The request: Copy out the records from their first line through the line containing "[42,0,150,288]", including both of those lines, and reproduce every line unchanged.

Excerpts from labeled region data:
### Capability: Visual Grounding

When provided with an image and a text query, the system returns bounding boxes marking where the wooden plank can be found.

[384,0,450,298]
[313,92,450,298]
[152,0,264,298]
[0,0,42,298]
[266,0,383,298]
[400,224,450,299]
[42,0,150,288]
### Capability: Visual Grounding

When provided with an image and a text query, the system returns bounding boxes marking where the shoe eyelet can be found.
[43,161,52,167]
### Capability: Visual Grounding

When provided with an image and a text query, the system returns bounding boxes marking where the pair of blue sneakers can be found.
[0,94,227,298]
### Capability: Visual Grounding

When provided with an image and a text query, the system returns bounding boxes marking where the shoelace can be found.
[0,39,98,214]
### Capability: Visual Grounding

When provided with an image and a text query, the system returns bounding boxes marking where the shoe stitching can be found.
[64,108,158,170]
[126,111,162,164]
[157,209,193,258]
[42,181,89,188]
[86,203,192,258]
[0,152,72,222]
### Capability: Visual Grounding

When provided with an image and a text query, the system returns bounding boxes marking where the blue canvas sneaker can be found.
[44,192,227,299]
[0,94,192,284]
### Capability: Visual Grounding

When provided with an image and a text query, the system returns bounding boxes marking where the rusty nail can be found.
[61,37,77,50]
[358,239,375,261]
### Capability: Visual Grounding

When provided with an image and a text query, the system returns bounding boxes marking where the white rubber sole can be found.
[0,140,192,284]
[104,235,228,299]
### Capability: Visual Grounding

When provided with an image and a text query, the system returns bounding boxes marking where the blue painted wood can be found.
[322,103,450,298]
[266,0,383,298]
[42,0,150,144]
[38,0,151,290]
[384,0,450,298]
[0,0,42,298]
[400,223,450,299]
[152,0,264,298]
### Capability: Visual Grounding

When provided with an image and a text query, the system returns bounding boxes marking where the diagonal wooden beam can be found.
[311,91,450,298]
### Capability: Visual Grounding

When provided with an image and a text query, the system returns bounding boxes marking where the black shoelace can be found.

Solution for this exercise:
### Capability: Visual Grounding

When provided with an image and a text query, the system returns bounding boxes marking where the wooden plank can be found.

[384,0,450,298]
[313,92,450,298]
[152,0,264,298]
[0,0,42,298]
[266,0,383,298]
[400,224,450,299]
[42,0,150,288]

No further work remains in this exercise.